_Set problem_.
Answer these from the passage on the phrase "brick-and-mortar":
(a) In which industry did the phrase mainly gain currency in the 1970s?
(b) To what was the earliest 1971 instance of the modern sense applied?
(c) When Google groups several volumes or issues of a magazine, which date does it give?

_Page excerpt_.
When did "brick-and-mortar" become a set phrase?

Solution 1:

As far as I could find the phrase brick and mortar meaning the provision of services in a building with human staff as opposed to computer-based service provision gained currency in the 1970s, mainly in the banking industry. Use of phrase in opposition to mail-order business appears to have started slightly later, even though mail order had been around for a long time. This Ngram shows brick-and-mortar branch and electronic bank taking off in the early 1970s (earlier instances of electronic bank refer to data banks); brick-and-mortar store does not take off before the mid 1990s. The earliest instance of brick-and-mortar in this modern sense I could find is from 1971, but applied to libraries though. And a charming thought it is:

Although claiming no gift of clairvoyance, I, too, can foresee a time when today's brick-and-mortar library will be obsolete. Our primary source of knowledge will be electronic information nodes or communications centers located in our homes, schools, and offices that are connected to international, national, regional, and local computer-based data networks.
Miller, Arthur R., “The Assault on Privacy: Information Technology―a Study of Good and Evil,” Law Quadrangle Notes, V. 15, Iss. 02 (Winter 1971) [full access]

Then, still in the realm of education, there is this one from 1974, or maybe later. When Google has several volumes or issues of a magazine together they give the date of the first issue.

_Extracted data_.

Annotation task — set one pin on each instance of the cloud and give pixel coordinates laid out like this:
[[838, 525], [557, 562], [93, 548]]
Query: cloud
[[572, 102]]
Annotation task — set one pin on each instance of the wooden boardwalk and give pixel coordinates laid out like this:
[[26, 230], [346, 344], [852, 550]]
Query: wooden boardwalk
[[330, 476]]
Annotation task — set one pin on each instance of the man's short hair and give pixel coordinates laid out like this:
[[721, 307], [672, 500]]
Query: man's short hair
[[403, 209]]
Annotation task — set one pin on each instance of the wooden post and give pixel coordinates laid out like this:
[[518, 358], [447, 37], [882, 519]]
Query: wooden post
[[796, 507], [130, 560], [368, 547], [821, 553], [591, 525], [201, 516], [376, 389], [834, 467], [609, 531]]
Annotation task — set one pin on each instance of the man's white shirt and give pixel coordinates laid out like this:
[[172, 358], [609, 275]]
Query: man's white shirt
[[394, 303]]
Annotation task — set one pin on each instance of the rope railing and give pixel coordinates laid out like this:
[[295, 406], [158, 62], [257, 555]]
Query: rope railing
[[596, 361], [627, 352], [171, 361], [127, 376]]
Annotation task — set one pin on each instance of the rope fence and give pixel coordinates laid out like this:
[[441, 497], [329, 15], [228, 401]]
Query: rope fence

_Answer to the problem_.
(a) Banking.
(b) Libraries.
(c) The date of the first issue.